Extract everything from "Vice President" down to "an inquisitorial court." in the text on the Investigatory Powers Tribunal, copying it without any changes.

## Selected extract
>> start

- Royal coat of arms of the United Kingdom as used in England and Wales
- Established: 2000
- Jurisdiction: United Kingdom
- Authorised by: Regulation of Investigatory Powers Act 2000
- Appeals to: Court of Appeal of England and Wales (in England and Wales) Court of Session (in Scotland)
- Website: investigatorypowerstribunal.org.uk

President
- Currently: Lady Carmichael
- Since: 1 November 2025

Vice President
- Currently: Dame Judith Sarah Farbey
- Since: 11 May 2026

= Investigatory Powers Tribunal =

State surveillance tribunal in the United Kingdom

The Investigatory Powers Tribunal (IPT) is a first-instance tribunal and superior court of record in the United Kingdom. It is primarily an inquisitorial court.

It hears complaints about surveillance by public bodies, primarily the intelligence services. It does not hear complaints about surveillance by private bodies.

It is a part of the Home Office but operates independently. It is also separate from the administration of the rest of the UK tribunals system.

== History ==

Original logo of the IPT

The IPT was established by the Regulation of Investigatory Powers Act 2000 (RIPA 2000), replacing the Interception of Communications Tribunal, the Security Service Tribunal, and the Intelligence Services Tribunal.

Its powers were amended by the Investigatory Powers Act 2016 (IPA 2016) to, among other things, introduce appeals to higher courts.

==Jurisdiction==
The IPT is a UK-wide tribunal. This means it operates in all three legal jurisdictions within the UK, taking into account the differences in law between them.

=== Under the RIPA 2000 ===
The IPT considers complaints about the conduct any organisation with powers under RIPA, particularly with regards to surveillance. These include:

- Police forces
- The Security Service (MI5)
- The Secret Intelligence Service (MI6)
- Government Communications Headquarters (GCHQ)
- Other public authorities

=== Under the HRA 1998 ===
Section 65 of the RIPA 2000 empowers the IPT to consider proceedings under the Human Rights Act 1998, to enforce Article 13 of the European Convention on Human Rights.

>> end

## Records from a data source
>> start

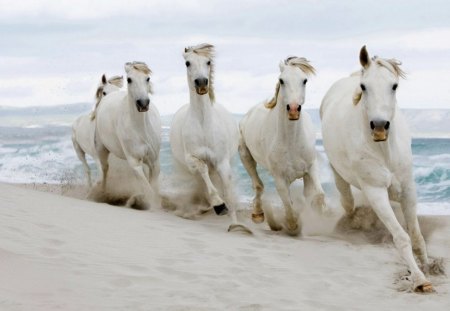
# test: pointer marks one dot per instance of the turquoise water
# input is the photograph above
(45, 154)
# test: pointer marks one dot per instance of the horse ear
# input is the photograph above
(364, 57)
(282, 65)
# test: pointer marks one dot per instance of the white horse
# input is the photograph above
(204, 135)
(369, 147)
(83, 129)
(275, 136)
(129, 127)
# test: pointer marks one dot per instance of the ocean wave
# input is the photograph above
(45, 154)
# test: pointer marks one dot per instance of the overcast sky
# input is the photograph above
(54, 52)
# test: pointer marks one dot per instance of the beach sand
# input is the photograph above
(63, 253)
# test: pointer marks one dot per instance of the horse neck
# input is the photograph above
(138, 119)
(201, 107)
(287, 130)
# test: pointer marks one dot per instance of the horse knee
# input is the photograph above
(402, 240)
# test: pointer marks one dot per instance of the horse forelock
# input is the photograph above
(206, 50)
(116, 80)
(391, 64)
(302, 63)
(139, 66)
(273, 101)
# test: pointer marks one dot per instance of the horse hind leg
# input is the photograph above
(292, 223)
(82, 156)
(197, 166)
(250, 166)
(313, 190)
(103, 154)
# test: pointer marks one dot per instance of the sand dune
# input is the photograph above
(60, 253)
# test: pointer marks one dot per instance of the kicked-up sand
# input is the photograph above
(64, 253)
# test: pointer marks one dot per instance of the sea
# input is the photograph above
(36, 147)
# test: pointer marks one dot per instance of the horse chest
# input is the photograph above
(289, 163)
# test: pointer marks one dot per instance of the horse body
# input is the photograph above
(83, 129)
(129, 127)
(204, 135)
(276, 137)
(369, 147)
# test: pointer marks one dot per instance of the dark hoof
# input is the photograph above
(239, 228)
(221, 209)
(137, 202)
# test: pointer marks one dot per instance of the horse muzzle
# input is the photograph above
(380, 130)
(293, 111)
(201, 90)
(142, 105)
(201, 86)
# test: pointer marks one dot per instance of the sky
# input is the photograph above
(54, 52)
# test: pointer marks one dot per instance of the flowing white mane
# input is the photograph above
(392, 64)
(294, 61)
(138, 66)
(206, 50)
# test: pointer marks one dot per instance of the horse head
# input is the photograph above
(291, 86)
(200, 68)
(139, 87)
(377, 92)
(107, 86)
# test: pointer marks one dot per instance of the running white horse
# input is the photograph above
(83, 129)
(281, 138)
(369, 147)
(204, 135)
(129, 127)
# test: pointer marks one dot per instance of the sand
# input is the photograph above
(62, 253)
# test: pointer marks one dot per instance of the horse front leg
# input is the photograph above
(197, 166)
(224, 172)
(313, 190)
(153, 178)
(345, 191)
(282, 186)
(379, 200)
(250, 166)
(103, 155)
(146, 190)
(409, 208)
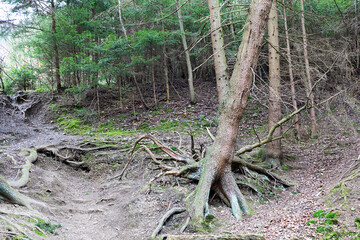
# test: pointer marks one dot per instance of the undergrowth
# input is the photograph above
(328, 224)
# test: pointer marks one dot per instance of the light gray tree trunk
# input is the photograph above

>> end

## Reply
Vice President
- Currently: Dame Judith Sarah Farbey
- Since: 11 May 2026

= Investigatory Powers Tribunal =

State surveillance tribunal in the United Kingdom

The Investigatory Powers Tribunal (IPT) is a first-instance tribunal and superior court of record in the United Kingdom. It is primarily an inquisitorial court.